▸ Do this
Copy out the part of the listing that opens with its first line and closes with the line containing "177,56,332,257", keeping every line unchanged.

▸ Data in this exercise
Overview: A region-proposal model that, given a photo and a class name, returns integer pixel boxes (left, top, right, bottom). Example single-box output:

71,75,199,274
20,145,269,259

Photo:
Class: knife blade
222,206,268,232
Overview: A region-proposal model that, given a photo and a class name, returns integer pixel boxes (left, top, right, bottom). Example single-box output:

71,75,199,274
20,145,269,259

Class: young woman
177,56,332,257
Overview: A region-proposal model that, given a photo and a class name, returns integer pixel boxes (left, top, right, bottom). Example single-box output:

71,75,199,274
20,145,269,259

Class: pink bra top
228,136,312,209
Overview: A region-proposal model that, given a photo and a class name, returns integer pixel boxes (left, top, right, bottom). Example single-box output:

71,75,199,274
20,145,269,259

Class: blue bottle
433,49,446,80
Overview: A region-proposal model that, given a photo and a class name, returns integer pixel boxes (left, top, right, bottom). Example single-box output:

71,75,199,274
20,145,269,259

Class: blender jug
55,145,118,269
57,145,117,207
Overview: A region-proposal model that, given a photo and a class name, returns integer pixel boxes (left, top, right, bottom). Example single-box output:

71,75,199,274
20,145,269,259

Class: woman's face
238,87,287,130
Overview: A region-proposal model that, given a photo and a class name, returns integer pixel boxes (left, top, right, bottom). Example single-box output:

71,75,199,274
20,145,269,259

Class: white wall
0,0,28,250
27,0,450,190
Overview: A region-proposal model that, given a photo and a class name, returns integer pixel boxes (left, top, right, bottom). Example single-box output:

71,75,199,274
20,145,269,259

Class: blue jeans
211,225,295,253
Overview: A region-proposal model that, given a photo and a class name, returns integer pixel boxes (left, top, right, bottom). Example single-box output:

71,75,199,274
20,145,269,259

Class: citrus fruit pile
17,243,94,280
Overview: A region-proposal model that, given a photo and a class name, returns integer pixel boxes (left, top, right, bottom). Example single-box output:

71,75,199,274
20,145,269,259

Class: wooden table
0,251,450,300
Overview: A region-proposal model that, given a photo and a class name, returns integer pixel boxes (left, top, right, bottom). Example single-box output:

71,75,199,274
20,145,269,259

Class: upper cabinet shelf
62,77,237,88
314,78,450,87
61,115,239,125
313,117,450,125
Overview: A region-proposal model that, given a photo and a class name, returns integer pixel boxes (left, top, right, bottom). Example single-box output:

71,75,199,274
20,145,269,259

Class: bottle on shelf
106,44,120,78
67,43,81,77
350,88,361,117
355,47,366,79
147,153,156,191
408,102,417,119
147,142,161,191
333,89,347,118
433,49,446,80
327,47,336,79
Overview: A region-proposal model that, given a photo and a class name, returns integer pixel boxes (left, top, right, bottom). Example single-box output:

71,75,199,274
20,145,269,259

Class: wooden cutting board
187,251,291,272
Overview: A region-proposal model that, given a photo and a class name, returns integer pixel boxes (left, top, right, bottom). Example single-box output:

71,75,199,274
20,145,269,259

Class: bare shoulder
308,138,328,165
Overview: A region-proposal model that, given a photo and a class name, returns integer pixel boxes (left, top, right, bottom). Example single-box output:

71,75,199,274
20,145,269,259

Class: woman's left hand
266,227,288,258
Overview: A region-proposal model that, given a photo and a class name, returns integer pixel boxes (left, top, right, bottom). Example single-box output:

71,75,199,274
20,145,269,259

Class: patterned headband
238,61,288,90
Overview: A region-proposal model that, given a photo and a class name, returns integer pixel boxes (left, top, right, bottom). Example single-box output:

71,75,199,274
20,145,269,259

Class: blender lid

▸ Exercise output
Overview: A region-proposal model that, given a photo and a class name, returns integer pixel boxes (left, top, right, bottom). Example single-box output:

71,75,199,274
20,145,269,259

Photo:
Class: knife blade
222,206,268,232
Overview: A region-proposal model that, given a photo and a class name, returns integer pixel boxes (left, top, right, bottom). Example single-box output:

71,75,199,274
20,145,269,259

Class: young woman
177,56,332,257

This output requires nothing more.